Texto proporcionado -
El gobierno del presidente Mauricio
Macri acaba de cumplir un año de vida. Obtuvo algunos logros y no menos
fracasos. Macri se autocalificó con un ocho. Para buena parte de los argentinos
oscila en un cinco. Obvio: promedio entre éxitos y fracasos.
¿Cuál
es la razón para que un gobierno, que a duras penas equipar las cargas,
mantenga un importante caudal de adherentes?
La
respuesta parece dividirse en dos. Por un lado, la necesidad y el deseo de no
perder la esperanza. Por el otro, y como alimento de lo primero, el contraste
entre la delincuencia generalizada del gobierno anterior y la honestidad del
actual.
No
es poca cosa. Nadie puede predecir que alcance para ganar la elección de
finales del 2017. Pero tampoco nadie puede asegurar lo contrario.
Resultado
general: el gobierno emerge airoso de un año extremadamente difícil –producto
inevitable del desatino y la corrupción anterior-, pero deberá mostrar algún
éxito mayor a la hora del balance electoral.
Por
lo general, las llamadas elecciones de medio tiempo –a mitad de mandato
presidencial- suelen ser consideradas como un test sobre el humor político y
social de la población.
Suelen
dar aire a quién las gana y restárselo a quién las pierde. Claro que ello es
verificable cuando de gobiernos peronistas se trata. No parece ser igual cuando
quienes gobiernan provienen de otro signo político.
Cuando
el presidente Raúl Alfonsín perdió la elección de 1987 –en aquella época el
mandato duraba seis años y las elecciones de medio tiempo eran dos-, el
peronismo vio llegado el momento de lanzarse sobre el poder.
Declaraciones,
saqueos a supermercados, ingobernabilidad fueron las armas utilizadas para que
el presidente Alfonsín debiese abandonar prematuramente el poder.

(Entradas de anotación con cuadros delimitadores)
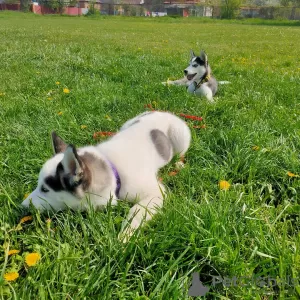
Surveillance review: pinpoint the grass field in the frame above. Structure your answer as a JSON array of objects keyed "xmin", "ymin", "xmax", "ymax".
[{"xmin": 0, "ymin": 12, "xmax": 300, "ymax": 300}]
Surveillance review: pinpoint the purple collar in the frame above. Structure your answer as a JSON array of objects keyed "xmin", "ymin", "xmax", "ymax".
[{"xmin": 108, "ymin": 161, "xmax": 121, "ymax": 199}]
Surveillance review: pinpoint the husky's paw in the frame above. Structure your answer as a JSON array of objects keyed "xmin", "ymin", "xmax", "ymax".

Instrucciones a seguir - Devuelve de forma literal el fragmento del texto sobre el primer año del gobierno de Macri que comienza en las palabras "El gobierno del" y termina tras "éxitos y fracasos.".

Resultado obtenido -
El gobierno del presidente Mauricio
Macri acaba de cumplir un año de vida. Obtuvo algunos logros y no menos
fracasos. Macri se autocalificó con un ocho. Para buena parte de los argentinos
oscila en un cinco. Obvio: promedio entre éxitos y fracasos.